> [GOAL OF THE EXERCISE] Pull out each line of the material below that contains the string "jeans", matching its case exactly.

╭─ DATASET ENTRIES

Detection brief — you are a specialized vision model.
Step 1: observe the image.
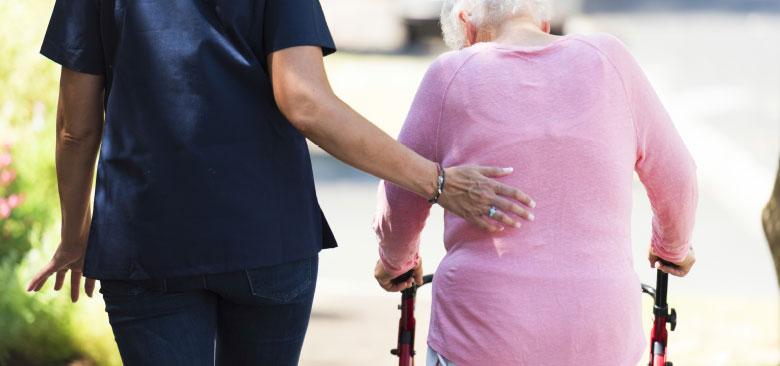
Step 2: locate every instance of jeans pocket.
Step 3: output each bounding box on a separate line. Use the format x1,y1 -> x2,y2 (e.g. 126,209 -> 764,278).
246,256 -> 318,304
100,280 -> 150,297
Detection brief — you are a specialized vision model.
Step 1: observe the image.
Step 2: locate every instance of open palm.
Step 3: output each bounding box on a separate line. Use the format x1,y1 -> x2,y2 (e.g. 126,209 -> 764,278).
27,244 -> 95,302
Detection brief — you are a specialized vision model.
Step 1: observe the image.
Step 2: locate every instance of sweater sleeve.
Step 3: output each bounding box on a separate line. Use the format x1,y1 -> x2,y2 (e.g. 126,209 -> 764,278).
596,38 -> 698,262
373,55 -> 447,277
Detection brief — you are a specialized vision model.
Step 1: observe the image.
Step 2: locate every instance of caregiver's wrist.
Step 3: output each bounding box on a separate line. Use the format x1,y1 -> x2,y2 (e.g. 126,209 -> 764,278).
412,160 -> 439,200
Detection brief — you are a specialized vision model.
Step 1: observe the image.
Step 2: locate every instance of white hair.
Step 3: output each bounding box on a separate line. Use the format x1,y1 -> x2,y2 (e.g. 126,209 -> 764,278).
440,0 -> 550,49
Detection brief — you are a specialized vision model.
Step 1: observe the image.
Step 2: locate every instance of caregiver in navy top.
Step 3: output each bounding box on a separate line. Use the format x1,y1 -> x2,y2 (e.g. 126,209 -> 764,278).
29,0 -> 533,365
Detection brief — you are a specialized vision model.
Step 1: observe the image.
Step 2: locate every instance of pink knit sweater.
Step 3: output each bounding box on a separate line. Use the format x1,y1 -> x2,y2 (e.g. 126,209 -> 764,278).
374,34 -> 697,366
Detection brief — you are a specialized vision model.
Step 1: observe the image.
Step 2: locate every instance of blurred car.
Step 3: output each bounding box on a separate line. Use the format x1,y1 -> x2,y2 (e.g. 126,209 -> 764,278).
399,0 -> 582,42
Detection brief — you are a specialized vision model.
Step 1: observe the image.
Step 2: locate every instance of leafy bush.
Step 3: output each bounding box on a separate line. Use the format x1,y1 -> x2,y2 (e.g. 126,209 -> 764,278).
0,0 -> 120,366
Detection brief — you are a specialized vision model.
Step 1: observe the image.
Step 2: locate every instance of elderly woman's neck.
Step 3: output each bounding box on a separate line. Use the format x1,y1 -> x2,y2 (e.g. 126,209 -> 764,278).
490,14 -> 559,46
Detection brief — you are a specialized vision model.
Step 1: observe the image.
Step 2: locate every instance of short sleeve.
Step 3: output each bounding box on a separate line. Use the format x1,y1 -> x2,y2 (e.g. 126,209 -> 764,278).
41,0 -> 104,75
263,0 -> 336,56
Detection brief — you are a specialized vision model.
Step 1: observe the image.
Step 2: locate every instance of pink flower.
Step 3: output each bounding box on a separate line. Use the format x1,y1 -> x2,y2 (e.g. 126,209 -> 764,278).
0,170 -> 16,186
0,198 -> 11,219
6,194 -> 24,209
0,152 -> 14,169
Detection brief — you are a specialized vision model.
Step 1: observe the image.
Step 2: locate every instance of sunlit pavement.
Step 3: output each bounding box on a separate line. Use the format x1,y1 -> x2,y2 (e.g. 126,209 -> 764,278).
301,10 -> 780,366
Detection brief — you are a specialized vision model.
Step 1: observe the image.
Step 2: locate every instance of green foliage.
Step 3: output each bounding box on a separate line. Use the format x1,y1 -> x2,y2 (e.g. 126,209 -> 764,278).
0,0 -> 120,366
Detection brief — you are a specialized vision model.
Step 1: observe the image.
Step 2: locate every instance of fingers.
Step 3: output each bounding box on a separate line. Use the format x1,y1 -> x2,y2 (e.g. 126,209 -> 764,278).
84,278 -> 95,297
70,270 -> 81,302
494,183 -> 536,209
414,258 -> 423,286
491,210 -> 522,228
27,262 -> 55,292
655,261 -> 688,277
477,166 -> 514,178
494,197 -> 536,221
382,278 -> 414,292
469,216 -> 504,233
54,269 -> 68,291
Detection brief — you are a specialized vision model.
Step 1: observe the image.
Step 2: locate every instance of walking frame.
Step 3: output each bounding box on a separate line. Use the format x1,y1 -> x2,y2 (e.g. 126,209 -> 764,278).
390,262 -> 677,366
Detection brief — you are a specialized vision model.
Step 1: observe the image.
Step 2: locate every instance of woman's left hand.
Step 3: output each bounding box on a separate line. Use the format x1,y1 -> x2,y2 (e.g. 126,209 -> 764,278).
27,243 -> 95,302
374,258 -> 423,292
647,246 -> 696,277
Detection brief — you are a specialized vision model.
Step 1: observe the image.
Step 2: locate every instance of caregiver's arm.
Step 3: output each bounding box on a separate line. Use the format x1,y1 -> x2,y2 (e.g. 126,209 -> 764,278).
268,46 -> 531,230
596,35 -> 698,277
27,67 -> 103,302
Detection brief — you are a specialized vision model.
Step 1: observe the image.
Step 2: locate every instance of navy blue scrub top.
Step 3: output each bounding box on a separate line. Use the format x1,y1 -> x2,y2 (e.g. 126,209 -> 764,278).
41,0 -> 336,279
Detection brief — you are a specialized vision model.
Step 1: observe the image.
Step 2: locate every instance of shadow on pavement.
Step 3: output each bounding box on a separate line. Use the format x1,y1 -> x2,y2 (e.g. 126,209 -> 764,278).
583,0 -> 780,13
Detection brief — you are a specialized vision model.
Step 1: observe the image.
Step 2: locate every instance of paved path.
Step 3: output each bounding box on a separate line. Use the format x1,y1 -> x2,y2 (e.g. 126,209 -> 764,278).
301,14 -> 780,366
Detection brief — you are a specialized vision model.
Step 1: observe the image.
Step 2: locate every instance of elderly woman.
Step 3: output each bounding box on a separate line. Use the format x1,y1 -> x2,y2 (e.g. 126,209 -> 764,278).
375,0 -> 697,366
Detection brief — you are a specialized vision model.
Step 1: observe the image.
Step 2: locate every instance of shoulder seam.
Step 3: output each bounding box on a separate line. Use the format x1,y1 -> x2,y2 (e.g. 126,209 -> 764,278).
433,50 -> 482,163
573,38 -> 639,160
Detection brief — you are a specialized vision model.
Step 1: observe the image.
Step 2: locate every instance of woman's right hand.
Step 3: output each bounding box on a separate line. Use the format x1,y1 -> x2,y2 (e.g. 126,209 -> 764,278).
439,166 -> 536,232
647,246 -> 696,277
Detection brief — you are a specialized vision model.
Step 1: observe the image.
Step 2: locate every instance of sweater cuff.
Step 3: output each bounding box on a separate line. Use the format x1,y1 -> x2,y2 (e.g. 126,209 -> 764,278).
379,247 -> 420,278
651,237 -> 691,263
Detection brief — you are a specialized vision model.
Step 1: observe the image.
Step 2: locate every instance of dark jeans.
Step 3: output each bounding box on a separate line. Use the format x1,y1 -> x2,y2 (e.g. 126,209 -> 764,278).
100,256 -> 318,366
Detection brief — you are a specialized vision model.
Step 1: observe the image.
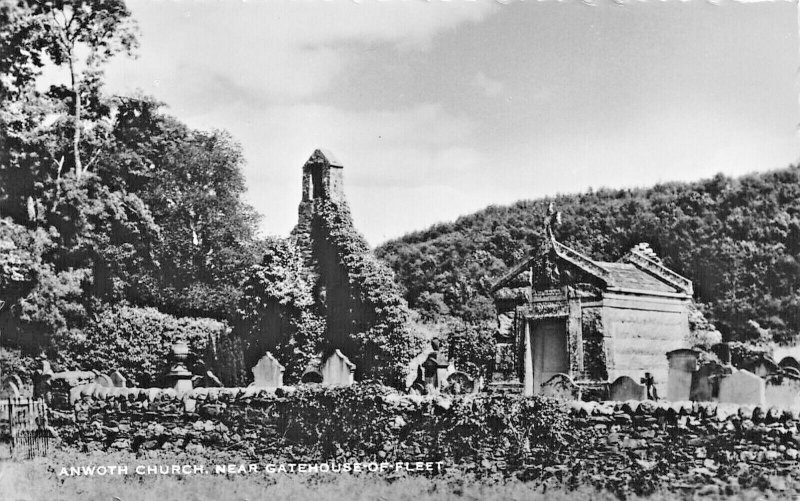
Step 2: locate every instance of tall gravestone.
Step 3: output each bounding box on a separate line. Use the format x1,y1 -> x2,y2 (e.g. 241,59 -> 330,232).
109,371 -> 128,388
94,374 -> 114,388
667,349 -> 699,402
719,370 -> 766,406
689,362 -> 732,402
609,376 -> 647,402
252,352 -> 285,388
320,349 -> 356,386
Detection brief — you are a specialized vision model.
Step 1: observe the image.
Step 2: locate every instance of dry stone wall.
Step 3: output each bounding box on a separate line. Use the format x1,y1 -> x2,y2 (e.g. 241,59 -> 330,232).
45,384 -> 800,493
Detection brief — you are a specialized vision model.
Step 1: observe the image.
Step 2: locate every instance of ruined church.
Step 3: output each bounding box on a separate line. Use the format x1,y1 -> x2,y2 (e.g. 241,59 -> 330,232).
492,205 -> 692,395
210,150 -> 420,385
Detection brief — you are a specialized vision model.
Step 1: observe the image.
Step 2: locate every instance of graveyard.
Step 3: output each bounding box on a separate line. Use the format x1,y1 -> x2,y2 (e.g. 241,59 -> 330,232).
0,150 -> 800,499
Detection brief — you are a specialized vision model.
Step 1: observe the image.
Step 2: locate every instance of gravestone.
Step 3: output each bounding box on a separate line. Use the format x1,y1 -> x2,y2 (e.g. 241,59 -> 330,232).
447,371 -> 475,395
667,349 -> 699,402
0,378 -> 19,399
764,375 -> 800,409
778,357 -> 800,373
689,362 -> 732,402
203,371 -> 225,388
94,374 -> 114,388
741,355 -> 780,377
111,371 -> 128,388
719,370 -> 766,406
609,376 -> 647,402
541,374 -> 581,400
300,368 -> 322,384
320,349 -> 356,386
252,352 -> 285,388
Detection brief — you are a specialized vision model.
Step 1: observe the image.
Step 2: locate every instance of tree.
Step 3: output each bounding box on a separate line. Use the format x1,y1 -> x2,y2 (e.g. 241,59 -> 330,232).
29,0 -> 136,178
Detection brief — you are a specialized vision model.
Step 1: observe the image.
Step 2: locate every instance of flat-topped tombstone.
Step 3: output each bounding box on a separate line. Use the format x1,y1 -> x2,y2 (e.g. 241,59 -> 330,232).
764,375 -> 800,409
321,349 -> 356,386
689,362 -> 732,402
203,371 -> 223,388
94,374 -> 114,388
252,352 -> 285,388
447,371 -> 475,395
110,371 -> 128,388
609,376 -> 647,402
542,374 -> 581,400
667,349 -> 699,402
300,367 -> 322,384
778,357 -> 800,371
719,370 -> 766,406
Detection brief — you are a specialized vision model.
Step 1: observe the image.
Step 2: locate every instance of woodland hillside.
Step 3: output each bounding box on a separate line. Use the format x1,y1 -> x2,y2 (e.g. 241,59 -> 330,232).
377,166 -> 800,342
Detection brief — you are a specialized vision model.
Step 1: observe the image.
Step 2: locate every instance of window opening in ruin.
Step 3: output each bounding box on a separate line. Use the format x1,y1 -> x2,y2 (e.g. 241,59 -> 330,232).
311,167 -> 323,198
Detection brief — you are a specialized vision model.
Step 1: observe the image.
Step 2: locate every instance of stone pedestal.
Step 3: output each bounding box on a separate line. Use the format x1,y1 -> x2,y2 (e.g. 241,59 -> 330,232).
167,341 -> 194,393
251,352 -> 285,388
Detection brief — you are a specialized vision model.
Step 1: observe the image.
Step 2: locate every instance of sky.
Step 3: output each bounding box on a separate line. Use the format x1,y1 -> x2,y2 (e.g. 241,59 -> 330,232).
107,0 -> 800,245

╰─

> [TASK RESULT]
Step 2: locate every instance of jeans pocket.
Step 2: locate every instance of dark jeans.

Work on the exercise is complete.